WHAT THE EXERCISE ASKS ▸ Your job is to set down the stretch of entries that opens with the line containing "TARGET = tree" and closes with the line containing "TARGET = t-shirt sleeve". Keep both end lines, copy each exactly, and add nothing.

Referring expression pointing data
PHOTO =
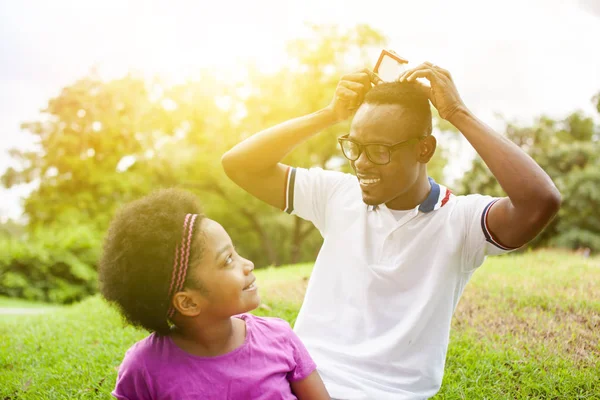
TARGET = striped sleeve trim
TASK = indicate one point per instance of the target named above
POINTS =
(289, 190)
(486, 229)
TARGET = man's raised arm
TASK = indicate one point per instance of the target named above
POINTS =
(254, 164)
(532, 200)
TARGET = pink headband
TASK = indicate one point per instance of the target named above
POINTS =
(182, 258)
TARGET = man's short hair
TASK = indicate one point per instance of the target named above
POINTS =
(411, 97)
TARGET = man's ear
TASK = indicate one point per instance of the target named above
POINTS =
(426, 149)
(188, 303)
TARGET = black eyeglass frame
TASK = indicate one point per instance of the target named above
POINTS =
(389, 147)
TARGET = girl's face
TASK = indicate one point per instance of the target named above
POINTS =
(230, 286)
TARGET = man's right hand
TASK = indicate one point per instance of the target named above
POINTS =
(350, 93)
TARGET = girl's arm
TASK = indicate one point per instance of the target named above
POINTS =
(310, 388)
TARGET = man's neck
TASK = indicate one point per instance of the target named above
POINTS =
(414, 196)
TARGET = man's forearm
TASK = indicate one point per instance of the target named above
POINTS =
(267, 148)
(528, 187)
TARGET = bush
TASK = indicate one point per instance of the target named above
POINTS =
(52, 265)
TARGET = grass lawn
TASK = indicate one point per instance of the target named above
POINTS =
(527, 327)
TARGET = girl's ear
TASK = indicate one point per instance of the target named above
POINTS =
(188, 303)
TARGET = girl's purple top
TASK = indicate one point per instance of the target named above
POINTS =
(270, 358)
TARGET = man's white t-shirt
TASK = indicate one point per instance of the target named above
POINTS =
(377, 311)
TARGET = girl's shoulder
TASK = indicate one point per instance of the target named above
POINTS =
(146, 351)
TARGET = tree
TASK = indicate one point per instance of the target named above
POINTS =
(102, 144)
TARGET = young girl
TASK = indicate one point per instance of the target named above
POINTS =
(175, 272)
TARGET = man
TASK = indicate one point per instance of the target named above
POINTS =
(398, 247)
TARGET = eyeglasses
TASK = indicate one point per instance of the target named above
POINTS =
(377, 153)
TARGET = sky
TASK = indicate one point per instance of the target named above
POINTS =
(514, 58)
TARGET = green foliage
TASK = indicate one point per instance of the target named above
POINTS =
(526, 328)
(54, 265)
(105, 143)
(568, 150)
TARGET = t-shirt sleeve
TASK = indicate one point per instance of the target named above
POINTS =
(132, 379)
(479, 241)
(304, 364)
(308, 192)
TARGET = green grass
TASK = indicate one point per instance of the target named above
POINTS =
(7, 302)
(527, 327)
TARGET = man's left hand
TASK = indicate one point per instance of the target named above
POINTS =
(442, 93)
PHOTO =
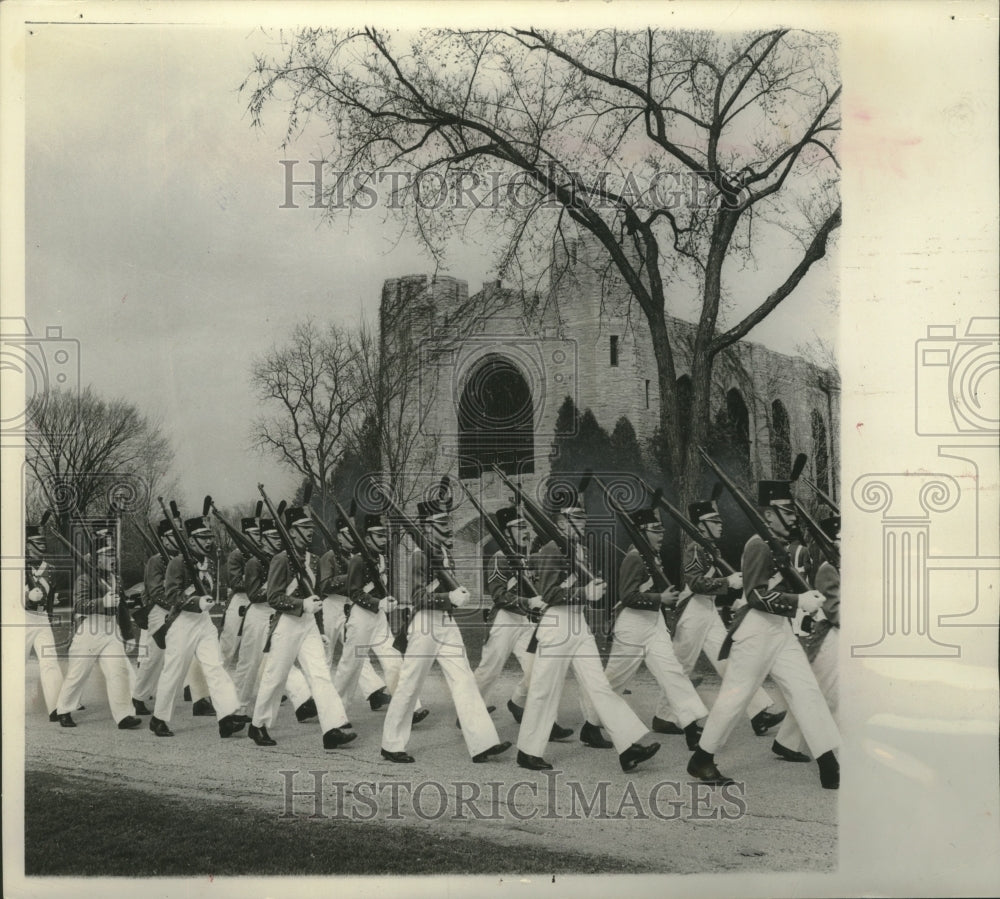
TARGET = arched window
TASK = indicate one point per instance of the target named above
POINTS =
(495, 419)
(781, 441)
(821, 455)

EXPECTED OUTPUT ▸
TARGET = tree
TASK = indicate one point per instance of the target named above
POINTS =
(102, 144)
TARGET = young girl
TASK = indicate one point per instance of the target named above
POINTS =
(175, 272)
TARGET = man
TASK = indicate one point per instance of the target named above
POINTS =
(398, 247)
TARGET = eyeglasses
TASK = indicate one point per instance of the target named above
POINTS =
(377, 153)
TARGET = sky
TASK = indicate one point per instance of the target named above
POINTS =
(514, 58)
TARGET = green foliage
TASK = indicate one point per instance of the target named above
POINTS =
(526, 328)
(54, 265)
(105, 143)
(568, 150)
TARGET = t-shirt sleeve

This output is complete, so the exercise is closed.